_What is asked_: Reproduce only the lines that run from the line with "query | bald head" to the last line of the material, both ends included, exactly as they appear.

** Start of Listed records **

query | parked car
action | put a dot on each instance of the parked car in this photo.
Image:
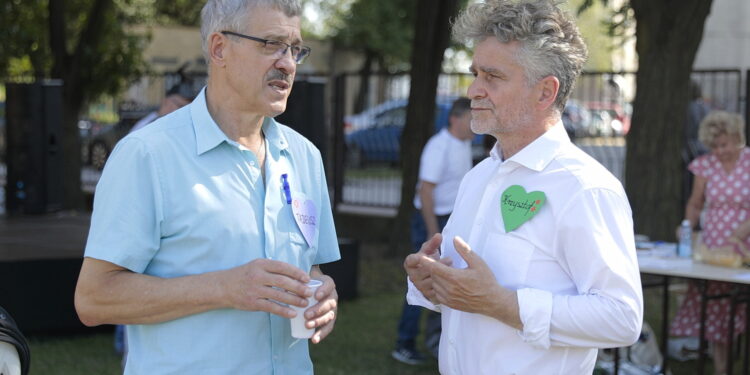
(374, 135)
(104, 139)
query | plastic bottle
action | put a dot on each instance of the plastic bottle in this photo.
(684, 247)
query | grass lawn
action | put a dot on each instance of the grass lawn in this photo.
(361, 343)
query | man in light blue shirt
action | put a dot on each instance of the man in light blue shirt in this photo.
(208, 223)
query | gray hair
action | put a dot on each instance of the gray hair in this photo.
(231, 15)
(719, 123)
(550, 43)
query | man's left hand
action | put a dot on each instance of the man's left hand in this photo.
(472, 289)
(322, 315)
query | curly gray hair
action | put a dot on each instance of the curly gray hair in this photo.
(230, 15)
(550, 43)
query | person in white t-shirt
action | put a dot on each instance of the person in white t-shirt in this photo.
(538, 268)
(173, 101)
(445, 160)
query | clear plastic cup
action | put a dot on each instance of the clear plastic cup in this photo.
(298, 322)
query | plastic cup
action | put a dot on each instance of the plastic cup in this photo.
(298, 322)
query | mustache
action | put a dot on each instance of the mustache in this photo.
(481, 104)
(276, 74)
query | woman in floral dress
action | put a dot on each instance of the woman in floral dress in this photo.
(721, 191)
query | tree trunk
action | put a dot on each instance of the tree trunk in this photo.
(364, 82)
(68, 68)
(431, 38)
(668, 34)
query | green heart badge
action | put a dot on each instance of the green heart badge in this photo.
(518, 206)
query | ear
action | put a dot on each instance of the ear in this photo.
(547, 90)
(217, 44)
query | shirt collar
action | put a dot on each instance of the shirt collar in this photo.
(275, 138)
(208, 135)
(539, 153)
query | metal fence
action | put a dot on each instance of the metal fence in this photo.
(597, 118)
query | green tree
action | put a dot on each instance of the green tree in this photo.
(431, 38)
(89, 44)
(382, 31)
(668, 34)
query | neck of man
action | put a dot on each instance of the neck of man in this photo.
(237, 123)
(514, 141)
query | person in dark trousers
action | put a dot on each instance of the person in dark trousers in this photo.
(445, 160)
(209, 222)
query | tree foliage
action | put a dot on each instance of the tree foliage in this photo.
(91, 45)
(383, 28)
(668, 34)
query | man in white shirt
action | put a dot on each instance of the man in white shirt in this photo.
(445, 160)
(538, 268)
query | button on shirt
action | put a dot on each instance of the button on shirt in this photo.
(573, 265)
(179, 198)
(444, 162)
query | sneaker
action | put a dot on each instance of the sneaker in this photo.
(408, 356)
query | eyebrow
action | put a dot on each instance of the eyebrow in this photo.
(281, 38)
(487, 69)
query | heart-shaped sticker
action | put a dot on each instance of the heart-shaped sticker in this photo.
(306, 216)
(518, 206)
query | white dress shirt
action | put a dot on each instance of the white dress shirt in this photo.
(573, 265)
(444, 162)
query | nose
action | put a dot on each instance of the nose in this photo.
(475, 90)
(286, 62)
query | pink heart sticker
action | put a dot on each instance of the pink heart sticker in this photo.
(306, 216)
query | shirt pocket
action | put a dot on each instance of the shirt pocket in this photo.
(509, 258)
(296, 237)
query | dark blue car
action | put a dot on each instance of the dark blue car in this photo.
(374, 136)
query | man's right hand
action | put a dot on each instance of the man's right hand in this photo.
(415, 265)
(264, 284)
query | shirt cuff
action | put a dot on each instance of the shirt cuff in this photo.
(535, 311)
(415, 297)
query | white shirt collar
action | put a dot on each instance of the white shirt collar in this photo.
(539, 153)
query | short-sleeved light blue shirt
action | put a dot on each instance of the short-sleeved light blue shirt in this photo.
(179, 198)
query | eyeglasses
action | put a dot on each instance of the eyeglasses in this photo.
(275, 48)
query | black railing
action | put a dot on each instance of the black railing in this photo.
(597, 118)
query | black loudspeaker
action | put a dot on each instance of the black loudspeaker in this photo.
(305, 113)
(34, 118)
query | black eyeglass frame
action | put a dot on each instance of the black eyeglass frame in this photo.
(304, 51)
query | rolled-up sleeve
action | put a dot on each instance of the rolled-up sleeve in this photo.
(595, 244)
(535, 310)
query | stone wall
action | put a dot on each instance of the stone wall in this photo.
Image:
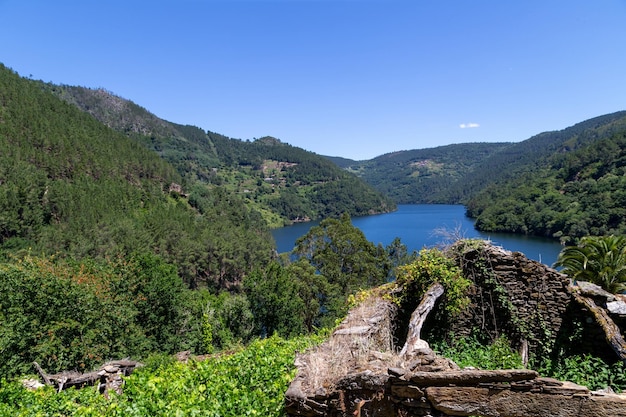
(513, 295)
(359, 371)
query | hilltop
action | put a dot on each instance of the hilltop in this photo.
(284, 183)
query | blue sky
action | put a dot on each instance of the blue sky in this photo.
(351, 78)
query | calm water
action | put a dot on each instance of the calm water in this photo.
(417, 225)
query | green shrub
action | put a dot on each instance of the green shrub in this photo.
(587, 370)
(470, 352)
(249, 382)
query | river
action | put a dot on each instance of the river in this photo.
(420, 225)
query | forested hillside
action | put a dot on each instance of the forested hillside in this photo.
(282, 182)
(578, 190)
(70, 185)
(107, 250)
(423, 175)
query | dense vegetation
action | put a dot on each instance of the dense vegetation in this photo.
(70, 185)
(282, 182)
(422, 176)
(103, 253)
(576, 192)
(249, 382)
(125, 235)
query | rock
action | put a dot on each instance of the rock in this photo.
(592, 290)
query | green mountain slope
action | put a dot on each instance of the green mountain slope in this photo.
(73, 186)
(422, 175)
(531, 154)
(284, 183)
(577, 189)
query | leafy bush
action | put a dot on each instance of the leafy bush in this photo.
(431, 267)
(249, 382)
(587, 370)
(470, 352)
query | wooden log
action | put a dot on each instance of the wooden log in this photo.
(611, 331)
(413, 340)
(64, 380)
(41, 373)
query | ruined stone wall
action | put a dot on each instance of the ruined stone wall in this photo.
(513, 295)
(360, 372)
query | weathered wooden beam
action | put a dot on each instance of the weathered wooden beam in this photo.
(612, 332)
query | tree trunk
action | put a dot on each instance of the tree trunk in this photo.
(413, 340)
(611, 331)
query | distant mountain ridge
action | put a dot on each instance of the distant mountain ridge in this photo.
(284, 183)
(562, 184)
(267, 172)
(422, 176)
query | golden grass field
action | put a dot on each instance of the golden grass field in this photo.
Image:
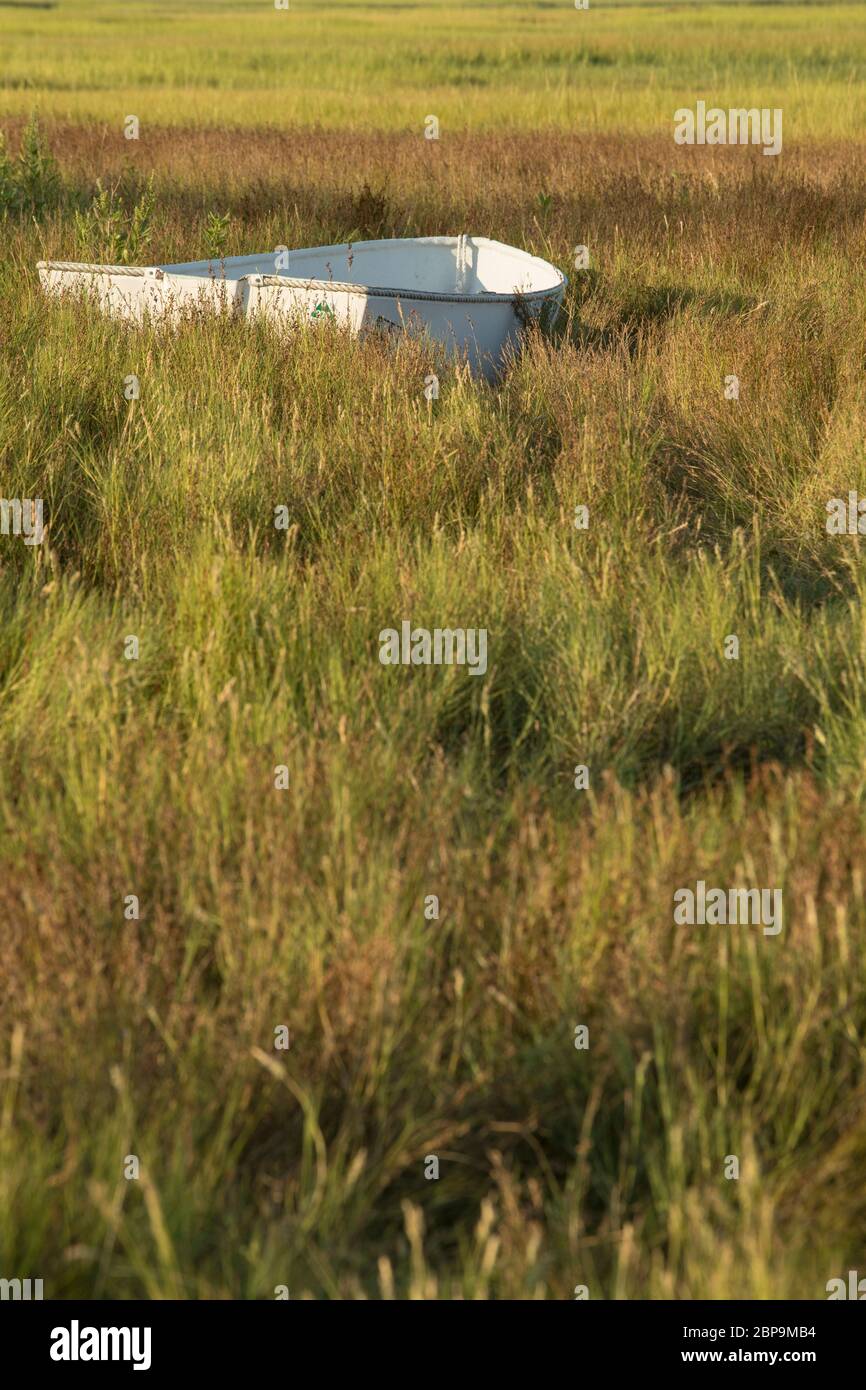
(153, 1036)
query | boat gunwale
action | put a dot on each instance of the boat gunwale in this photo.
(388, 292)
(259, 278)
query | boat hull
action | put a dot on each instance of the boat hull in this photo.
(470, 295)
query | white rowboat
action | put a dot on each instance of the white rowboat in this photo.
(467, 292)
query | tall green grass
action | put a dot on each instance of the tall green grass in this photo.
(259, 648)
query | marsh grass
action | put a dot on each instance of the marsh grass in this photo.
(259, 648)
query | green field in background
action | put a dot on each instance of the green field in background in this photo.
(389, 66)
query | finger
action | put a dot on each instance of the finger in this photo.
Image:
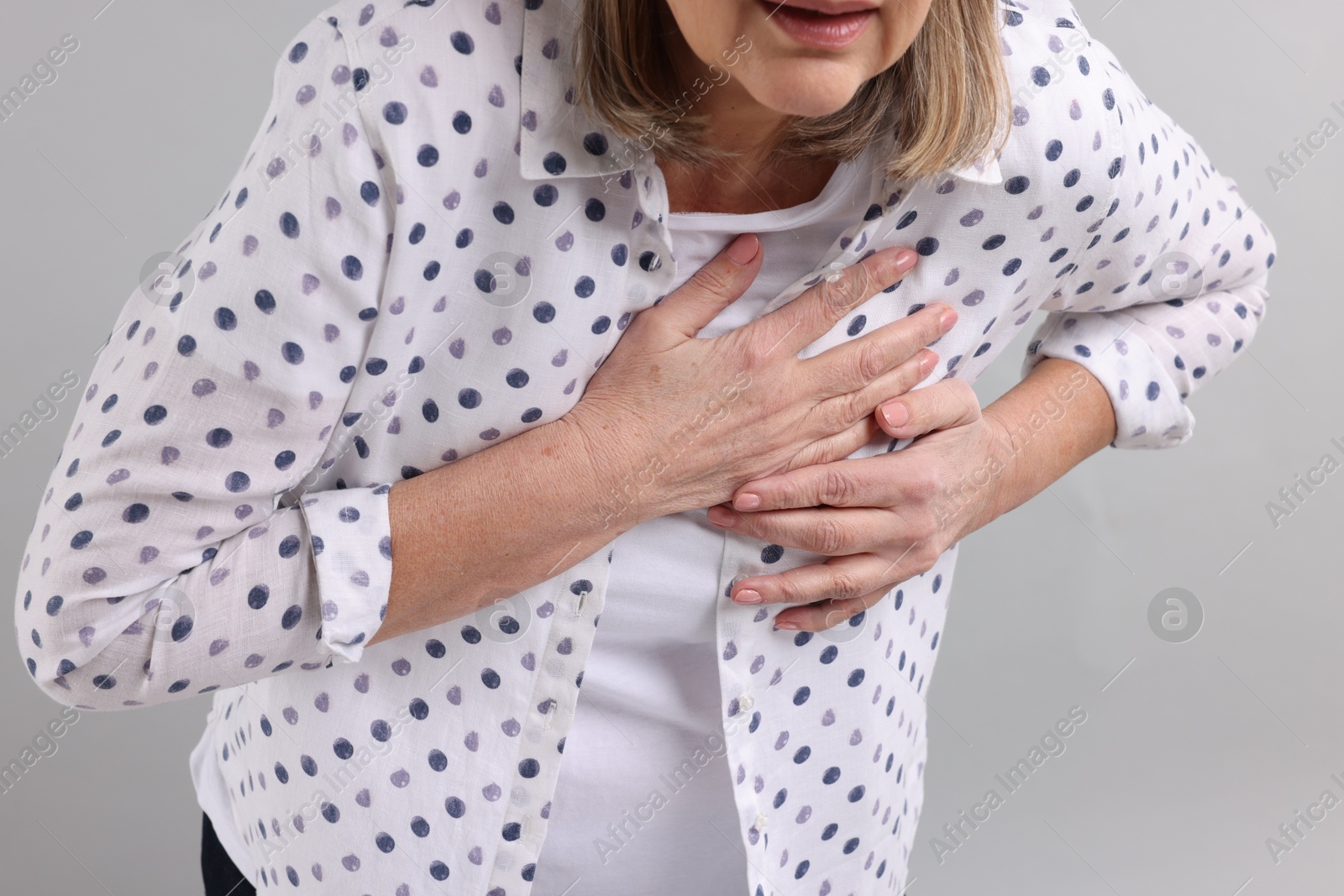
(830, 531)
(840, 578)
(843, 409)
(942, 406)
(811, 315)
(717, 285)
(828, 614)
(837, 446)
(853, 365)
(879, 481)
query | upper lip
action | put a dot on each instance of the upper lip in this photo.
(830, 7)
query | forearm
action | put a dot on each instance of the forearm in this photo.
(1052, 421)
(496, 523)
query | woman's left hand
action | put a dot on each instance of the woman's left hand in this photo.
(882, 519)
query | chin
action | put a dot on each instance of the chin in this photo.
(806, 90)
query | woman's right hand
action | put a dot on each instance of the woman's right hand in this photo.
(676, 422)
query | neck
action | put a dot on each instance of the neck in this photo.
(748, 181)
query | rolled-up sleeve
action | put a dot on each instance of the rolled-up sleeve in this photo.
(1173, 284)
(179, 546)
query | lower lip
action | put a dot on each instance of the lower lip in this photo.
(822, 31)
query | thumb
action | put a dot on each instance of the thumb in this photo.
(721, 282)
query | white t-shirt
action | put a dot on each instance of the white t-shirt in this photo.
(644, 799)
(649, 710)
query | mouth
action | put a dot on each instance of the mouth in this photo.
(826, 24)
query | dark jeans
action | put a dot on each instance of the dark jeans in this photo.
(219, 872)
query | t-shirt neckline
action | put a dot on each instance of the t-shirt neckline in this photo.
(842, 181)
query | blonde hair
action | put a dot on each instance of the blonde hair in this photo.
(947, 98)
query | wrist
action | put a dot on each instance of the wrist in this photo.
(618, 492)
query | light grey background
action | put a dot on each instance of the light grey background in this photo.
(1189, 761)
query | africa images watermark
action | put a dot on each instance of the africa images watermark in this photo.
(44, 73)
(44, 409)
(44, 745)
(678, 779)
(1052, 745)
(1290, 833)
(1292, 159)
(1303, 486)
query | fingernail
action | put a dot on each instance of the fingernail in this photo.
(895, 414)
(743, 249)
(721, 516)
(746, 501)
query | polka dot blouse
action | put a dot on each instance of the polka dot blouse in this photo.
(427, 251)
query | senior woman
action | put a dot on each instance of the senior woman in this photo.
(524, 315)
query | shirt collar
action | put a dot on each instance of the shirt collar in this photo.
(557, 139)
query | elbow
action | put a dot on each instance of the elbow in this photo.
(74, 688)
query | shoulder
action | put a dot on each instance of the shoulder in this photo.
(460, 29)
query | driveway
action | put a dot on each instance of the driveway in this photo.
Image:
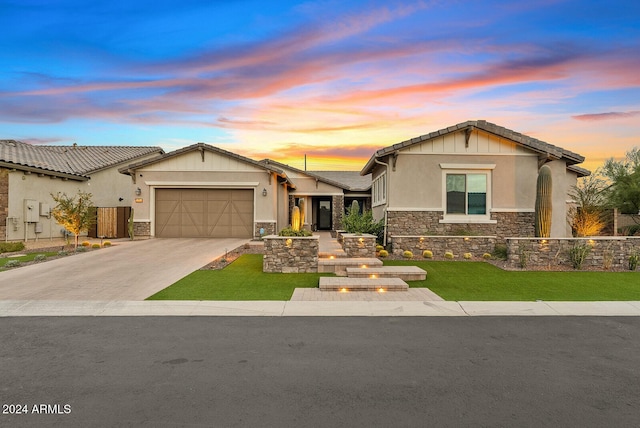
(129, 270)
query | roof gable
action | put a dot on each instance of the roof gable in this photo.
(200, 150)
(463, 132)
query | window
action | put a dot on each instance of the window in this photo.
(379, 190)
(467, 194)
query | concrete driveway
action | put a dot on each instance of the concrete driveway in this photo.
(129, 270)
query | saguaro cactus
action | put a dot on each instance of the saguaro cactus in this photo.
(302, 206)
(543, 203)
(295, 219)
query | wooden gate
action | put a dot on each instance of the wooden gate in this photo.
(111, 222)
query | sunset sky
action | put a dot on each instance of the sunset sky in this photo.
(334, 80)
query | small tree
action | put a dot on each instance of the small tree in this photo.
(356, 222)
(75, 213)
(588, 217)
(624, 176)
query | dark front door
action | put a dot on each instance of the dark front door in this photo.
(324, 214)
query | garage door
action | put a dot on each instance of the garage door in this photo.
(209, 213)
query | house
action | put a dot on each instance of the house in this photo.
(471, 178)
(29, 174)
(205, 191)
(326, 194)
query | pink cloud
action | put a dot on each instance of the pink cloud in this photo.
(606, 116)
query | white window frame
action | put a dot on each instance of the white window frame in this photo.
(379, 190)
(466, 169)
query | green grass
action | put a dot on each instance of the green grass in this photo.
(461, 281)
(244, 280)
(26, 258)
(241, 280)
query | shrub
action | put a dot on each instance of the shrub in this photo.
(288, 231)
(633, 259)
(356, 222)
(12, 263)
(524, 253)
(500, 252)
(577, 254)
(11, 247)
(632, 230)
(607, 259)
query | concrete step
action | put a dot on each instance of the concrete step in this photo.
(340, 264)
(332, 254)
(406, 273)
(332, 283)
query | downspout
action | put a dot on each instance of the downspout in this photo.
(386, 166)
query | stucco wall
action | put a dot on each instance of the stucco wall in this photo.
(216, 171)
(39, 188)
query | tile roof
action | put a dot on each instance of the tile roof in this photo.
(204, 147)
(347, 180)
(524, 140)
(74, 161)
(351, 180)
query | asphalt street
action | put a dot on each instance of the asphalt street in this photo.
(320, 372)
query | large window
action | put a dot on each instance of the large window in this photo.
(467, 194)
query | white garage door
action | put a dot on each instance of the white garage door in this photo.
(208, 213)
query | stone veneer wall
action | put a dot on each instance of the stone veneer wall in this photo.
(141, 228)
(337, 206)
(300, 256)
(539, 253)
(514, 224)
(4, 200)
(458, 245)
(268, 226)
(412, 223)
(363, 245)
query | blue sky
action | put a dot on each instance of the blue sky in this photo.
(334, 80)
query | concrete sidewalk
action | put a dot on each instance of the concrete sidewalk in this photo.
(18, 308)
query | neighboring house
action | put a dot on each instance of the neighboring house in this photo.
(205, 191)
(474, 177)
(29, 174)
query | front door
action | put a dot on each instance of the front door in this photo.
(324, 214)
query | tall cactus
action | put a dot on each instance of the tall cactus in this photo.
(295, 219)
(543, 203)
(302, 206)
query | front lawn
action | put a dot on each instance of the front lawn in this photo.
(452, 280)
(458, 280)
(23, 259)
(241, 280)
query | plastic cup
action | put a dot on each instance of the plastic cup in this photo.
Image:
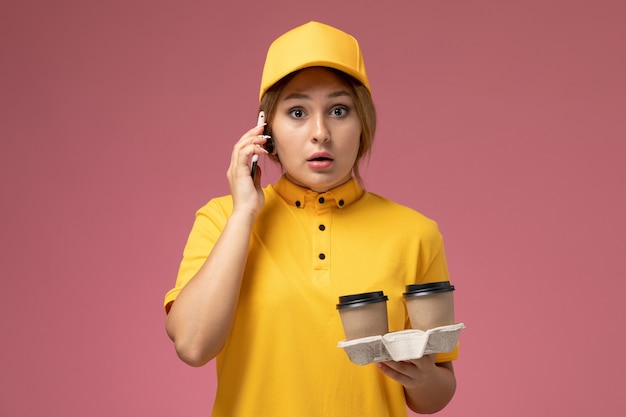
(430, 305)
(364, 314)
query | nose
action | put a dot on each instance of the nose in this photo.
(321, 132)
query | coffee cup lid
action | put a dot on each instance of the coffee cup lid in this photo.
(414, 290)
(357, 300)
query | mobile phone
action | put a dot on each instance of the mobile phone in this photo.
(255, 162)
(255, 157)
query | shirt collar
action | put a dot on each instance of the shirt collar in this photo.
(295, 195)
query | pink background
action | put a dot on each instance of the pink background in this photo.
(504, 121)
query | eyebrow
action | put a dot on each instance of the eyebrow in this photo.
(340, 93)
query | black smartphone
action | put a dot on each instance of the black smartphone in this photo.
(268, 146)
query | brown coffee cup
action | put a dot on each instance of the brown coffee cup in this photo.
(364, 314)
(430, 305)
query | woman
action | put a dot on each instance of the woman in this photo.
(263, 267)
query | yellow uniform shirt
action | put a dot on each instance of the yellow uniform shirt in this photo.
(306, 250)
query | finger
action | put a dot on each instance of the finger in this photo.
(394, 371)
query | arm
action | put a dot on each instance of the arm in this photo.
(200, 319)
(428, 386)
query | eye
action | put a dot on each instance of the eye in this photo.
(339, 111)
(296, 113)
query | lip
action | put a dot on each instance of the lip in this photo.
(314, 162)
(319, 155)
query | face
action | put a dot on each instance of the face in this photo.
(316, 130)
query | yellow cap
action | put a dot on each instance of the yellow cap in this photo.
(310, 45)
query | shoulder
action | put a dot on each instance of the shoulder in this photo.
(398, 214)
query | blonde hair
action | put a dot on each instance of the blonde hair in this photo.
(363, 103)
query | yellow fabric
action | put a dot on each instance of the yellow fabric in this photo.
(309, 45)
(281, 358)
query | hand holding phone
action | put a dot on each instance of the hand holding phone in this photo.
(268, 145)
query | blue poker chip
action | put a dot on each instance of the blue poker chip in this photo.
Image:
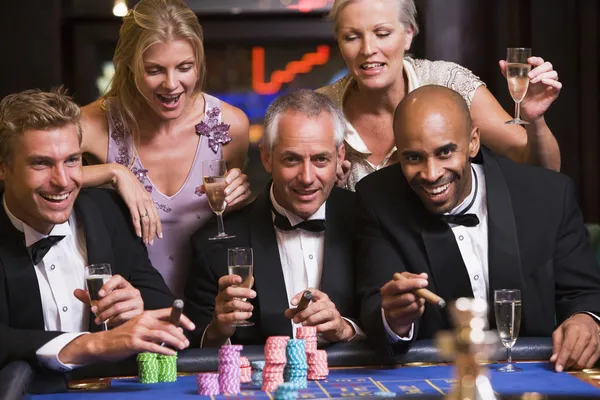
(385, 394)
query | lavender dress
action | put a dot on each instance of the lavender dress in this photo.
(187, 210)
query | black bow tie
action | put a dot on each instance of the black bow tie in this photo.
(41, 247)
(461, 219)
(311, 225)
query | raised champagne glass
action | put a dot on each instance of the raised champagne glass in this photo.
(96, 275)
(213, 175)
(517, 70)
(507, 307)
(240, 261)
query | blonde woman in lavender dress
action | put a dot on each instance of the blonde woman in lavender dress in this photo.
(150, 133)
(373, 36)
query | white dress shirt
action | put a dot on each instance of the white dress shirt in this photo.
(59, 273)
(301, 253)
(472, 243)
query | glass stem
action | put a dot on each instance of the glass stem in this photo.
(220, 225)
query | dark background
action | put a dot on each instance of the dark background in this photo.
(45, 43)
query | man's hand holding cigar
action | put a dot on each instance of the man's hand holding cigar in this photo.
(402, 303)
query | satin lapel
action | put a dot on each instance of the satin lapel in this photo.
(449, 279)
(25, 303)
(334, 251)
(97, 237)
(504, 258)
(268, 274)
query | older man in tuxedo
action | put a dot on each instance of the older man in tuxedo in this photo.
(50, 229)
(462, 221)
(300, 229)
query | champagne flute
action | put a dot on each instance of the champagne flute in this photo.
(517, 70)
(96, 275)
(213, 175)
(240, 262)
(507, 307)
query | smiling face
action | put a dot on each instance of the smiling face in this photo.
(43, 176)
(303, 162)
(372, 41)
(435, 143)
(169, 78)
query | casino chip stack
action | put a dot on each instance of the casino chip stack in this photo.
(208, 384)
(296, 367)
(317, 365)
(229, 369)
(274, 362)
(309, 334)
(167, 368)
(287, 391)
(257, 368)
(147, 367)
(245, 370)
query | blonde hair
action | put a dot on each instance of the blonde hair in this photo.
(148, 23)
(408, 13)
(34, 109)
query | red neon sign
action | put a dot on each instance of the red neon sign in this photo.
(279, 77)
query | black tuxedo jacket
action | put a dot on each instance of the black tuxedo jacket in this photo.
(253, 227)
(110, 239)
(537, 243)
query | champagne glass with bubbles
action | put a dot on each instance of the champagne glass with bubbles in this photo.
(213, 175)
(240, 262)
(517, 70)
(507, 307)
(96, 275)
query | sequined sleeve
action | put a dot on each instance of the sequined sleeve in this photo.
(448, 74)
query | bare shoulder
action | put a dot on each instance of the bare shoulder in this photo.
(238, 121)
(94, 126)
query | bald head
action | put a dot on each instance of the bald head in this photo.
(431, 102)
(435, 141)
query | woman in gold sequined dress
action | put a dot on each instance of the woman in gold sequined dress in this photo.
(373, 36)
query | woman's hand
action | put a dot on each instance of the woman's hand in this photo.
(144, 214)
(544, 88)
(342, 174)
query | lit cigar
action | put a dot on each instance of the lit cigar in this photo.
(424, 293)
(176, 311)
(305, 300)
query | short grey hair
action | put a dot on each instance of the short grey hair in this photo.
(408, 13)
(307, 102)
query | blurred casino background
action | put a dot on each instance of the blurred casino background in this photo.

** End of Listed records **

_Final answer_:
query | bald head
action | put a dot on each instance of the bald head in this photo.
(431, 102)
(435, 141)
query | woman in gold sequined dress
action | put a dot on each instance of the woman in gold sequined dress in this photo.
(373, 36)
query | woman's hand
action | put a dot on each instance of the woman's hand in this photo.
(144, 214)
(544, 88)
(342, 174)
query | lit cigar
action | put a dot on each instance of the lit cigar in this photo.
(424, 293)
(176, 311)
(305, 300)
query | short grey hair
action | put a dot on each instance of the short grey hair in this photo.
(408, 13)
(307, 102)
query | blurred casino background
action | put a dot on each instance of the blurred casino background in this photo.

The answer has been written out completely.